PROVIDED RECORDS:
+ + + + + + +

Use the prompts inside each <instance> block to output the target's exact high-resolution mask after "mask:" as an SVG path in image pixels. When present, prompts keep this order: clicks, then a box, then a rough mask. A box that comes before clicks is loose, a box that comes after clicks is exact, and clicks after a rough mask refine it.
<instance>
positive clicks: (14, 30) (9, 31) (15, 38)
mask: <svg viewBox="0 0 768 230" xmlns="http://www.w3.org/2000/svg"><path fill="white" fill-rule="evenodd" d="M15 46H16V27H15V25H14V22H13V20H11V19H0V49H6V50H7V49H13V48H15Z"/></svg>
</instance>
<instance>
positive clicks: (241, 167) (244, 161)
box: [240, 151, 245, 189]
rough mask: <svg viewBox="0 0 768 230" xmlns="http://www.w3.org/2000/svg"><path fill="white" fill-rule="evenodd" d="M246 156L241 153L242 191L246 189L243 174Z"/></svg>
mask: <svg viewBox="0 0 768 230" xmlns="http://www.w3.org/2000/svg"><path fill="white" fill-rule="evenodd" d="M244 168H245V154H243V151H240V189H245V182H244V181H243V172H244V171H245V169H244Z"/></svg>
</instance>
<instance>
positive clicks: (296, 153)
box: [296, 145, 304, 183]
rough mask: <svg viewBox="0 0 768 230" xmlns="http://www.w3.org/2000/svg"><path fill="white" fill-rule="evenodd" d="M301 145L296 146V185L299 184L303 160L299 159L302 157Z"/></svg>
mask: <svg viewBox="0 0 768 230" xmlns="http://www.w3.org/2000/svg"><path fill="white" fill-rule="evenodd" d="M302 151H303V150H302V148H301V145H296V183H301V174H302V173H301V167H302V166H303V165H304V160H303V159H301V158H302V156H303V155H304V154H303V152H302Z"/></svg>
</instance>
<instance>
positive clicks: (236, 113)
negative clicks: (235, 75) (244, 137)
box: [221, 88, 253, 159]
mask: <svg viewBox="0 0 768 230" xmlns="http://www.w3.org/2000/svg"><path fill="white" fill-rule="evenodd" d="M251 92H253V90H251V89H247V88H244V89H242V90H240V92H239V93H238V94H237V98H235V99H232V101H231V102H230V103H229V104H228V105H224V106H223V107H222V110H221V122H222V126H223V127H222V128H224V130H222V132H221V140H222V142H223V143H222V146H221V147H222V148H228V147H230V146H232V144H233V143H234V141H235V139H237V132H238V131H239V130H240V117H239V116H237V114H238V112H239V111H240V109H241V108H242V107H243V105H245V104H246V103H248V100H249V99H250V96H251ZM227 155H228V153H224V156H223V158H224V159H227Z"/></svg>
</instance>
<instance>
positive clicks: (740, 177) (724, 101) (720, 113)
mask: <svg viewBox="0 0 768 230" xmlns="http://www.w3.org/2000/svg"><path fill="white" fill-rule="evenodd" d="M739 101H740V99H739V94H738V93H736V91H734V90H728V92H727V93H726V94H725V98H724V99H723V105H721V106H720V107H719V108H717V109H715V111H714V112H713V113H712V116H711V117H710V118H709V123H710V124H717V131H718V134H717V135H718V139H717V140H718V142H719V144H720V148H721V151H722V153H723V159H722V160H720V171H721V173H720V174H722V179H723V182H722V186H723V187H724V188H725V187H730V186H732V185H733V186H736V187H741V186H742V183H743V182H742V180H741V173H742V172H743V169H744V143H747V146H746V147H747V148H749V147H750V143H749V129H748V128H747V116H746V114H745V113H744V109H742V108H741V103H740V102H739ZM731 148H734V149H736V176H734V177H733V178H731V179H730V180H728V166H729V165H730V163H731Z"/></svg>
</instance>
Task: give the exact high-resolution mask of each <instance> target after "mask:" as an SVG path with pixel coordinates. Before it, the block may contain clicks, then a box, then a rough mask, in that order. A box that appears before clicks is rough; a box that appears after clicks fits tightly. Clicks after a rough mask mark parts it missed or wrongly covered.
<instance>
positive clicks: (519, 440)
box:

+ + + + + + +

TASK OBJECTIVE:
All of the entries above should be output exactly as they are.

SOLUTION TO THE EXERCISE:
Use the prompts inside each <instance> block to output the target's exact high-resolution mask after "mask:" as an SVG path in image pixels. When present, prompts keep this order: clicks, then a box, then a rough mask. A box that comes before clicks is loose, a box that comes after clicks is exact, and clicks after a rough mask refine it.
<instance>
positive clicks: (14, 30) (9, 31) (15, 38)
mask: <svg viewBox="0 0 768 230" xmlns="http://www.w3.org/2000/svg"><path fill="white" fill-rule="evenodd" d="M15 46H16V27H15V25H14V22H13V20H11V19H0V49H6V50H7V49H13V48H15Z"/></svg>
</instance>
<instance>
positive clicks: (241, 167) (244, 161)
box: [240, 151, 245, 189]
rough mask: <svg viewBox="0 0 768 230" xmlns="http://www.w3.org/2000/svg"><path fill="white" fill-rule="evenodd" d="M246 156L241 153L242 191L246 189L243 174Z"/></svg>
mask: <svg viewBox="0 0 768 230" xmlns="http://www.w3.org/2000/svg"><path fill="white" fill-rule="evenodd" d="M244 168H245V154H243V151H240V189H245V182H244V181H243V172H244V171H245V169H244Z"/></svg>
</instance>
<instance>
positive clicks: (296, 153)
box: [296, 145, 304, 183]
rough mask: <svg viewBox="0 0 768 230" xmlns="http://www.w3.org/2000/svg"><path fill="white" fill-rule="evenodd" d="M301 145L296 146V185L299 184L303 160L299 159L302 157Z"/></svg>
mask: <svg viewBox="0 0 768 230" xmlns="http://www.w3.org/2000/svg"><path fill="white" fill-rule="evenodd" d="M302 151H303V150H302V148H301V145H296V183H301V174H302V173H301V167H302V166H303V165H304V160H303V159H301V158H302V156H303V155H304V154H303V152H302Z"/></svg>
</instance>
<instance>
positive clicks: (236, 113)
negative clicks: (235, 75) (244, 137)
box: [221, 88, 253, 159]
mask: <svg viewBox="0 0 768 230" xmlns="http://www.w3.org/2000/svg"><path fill="white" fill-rule="evenodd" d="M251 92H253V90H251V89H247V88H244V89H242V90H240V92H239V93H238V94H237V98H235V99H232V101H231V102H230V103H229V104H228V105H224V106H223V107H222V110H221V122H222V126H223V127H222V128H224V130H222V132H221V140H222V142H223V143H222V146H221V147H222V148H228V147H230V146H232V144H233V143H234V141H235V139H237V132H238V131H239V130H240V117H239V116H237V114H238V112H239V111H240V109H241V108H242V107H243V105H245V104H246V103H248V100H249V99H250V96H251ZM227 155H228V153H224V156H223V158H224V159H227Z"/></svg>
</instance>
<instance>
positive clicks: (740, 177) (724, 101) (720, 113)
mask: <svg viewBox="0 0 768 230" xmlns="http://www.w3.org/2000/svg"><path fill="white" fill-rule="evenodd" d="M739 101H740V99H739V94H738V93H736V91H734V90H728V92H727V93H726V94H725V98H724V99H723V105H721V106H720V107H719V108H717V109H715V111H714V112H713V113H712V116H711V117H710V118H709V123H710V124H717V131H718V134H717V135H718V139H717V140H718V142H719V144H720V148H721V151H722V153H723V159H722V160H720V171H721V173H720V174H722V179H723V182H722V186H723V187H724V188H725V187H730V186H732V185H733V186H736V187H741V186H742V183H743V182H742V180H741V173H742V172H743V169H744V143H747V146H746V147H747V148H749V147H750V143H749V129H748V128H747V116H746V114H745V113H744V109H742V108H741V103H740V102H739ZM731 148H734V149H736V176H734V177H733V178H731V179H730V180H728V166H729V165H730V163H731Z"/></svg>
</instance>
Task: give the exact high-resolution mask of each <instance> target after "mask:" as an SVG path with pixel coordinates. Before it, the block may contain clicks, then a box, then a rough mask, in that order. A box that appears before clicks is rough; a box that appears after clicks fits tightly. Clicks after a rough mask mark parts it missed or wrongly covered.
<instance>
positive clicks: (519, 440)
box:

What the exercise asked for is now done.